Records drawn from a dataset
* * *

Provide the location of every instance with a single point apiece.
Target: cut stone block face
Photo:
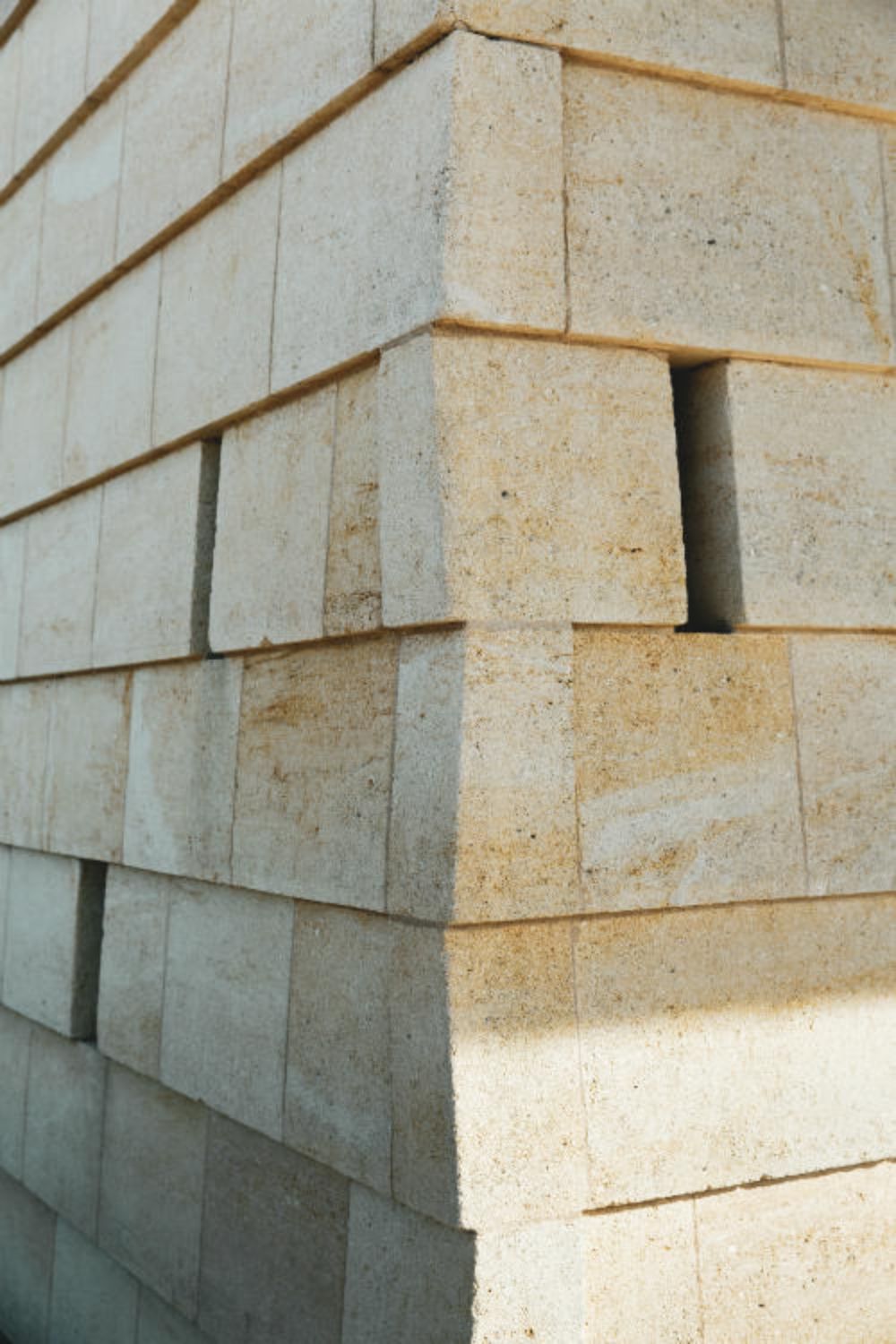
(314, 773)
(524, 480)
(691, 1023)
(788, 480)
(665, 241)
(54, 926)
(845, 691)
(182, 769)
(685, 769)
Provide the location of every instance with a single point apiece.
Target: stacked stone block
(447, 702)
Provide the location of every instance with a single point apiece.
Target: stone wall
(447, 709)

* * *

> _What the exercise asks_: An exact copy of every entry, without pictures, should be your output.

> _Answer to the exercise_:
Provide the location of every instance with a single point apiece.
Target: cut stone block face
Photo:
(314, 773)
(524, 480)
(691, 1023)
(788, 480)
(665, 241)
(54, 926)
(845, 691)
(182, 769)
(685, 769)
Provide the location of every instance with a single point apiece.
Target: stacked stone block
(447, 702)
Provide the location of every instance with a single point apiece.
Target: stone wall
(447, 709)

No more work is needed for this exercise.